"""

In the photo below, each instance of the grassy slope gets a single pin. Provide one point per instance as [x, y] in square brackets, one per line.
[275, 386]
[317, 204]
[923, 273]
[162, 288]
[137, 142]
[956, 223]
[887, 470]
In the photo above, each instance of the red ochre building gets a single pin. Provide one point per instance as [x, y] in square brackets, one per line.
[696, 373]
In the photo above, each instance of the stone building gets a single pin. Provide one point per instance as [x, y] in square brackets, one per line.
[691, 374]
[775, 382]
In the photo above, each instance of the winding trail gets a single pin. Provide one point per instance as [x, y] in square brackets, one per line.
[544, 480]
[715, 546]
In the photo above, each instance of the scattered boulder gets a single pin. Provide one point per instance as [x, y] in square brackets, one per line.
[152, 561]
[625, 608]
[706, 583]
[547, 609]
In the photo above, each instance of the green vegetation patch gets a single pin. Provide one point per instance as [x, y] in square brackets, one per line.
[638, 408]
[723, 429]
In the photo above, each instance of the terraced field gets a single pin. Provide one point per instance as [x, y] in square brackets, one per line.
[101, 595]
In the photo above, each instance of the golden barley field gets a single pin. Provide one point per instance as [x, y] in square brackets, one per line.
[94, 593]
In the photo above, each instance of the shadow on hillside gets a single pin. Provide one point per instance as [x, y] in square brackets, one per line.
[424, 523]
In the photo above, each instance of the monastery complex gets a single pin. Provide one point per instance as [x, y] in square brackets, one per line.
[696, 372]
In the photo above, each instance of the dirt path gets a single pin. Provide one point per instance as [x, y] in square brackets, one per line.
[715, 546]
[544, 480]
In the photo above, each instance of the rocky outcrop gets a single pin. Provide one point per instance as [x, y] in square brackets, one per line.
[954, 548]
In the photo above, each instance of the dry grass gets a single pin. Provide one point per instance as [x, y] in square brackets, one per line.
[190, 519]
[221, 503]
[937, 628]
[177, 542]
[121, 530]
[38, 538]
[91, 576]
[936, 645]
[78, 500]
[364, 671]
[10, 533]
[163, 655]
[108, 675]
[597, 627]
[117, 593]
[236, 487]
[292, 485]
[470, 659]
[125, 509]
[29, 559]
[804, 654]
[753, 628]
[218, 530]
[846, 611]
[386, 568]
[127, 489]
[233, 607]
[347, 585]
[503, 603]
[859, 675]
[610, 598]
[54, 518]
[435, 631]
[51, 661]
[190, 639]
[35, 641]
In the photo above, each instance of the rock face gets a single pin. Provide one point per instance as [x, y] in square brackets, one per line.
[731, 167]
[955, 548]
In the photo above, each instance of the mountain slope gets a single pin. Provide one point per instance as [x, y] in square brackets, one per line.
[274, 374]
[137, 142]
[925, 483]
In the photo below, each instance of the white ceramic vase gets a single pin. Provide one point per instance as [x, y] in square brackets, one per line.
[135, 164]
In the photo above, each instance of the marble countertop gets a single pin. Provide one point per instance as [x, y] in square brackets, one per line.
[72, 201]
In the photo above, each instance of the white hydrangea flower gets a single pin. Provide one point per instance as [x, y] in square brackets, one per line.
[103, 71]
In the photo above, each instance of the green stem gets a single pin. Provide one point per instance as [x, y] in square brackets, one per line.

"""

**Problem:** Add 102 to each x and y coordinate in the answer points, and write out again every line from the one containing "In the photo above, each instance of the rock face" through the end of the material above, keeping the request lines unchanged.

**Answer for this exercise:**
In the photo above, each instance of the rock face gets a single pin. Provide one point per instance as [x, y] in square brackets, one per line.
[833, 269]
[1057, 650]
In the photo above, each instance of the mountain slope gets a single pin. Provide one point per instance as [x, y] in square brackets, one per line.
[376, 476]
[239, 244]
[1027, 585]
In the photo below, each instance of the white ceramic vase gets a single pin. Provide one point per instance as [x, y] in square brackets, one per line.
[237, 266]
In the photo above, each instance of the marble countertop gets a single pin. Provide one point per instance as [x, y] in square brackets, one per line.
[174, 303]
In the photo above, each instance of the white hydrangea flower gets a single pin. Provide one point per instance as [x, y] in square brackets, one per line.
[205, 173]
In the photo above, each instance of the green stem gets a single pin. Provide one point per instance as [x, y] in square brackets, one per line.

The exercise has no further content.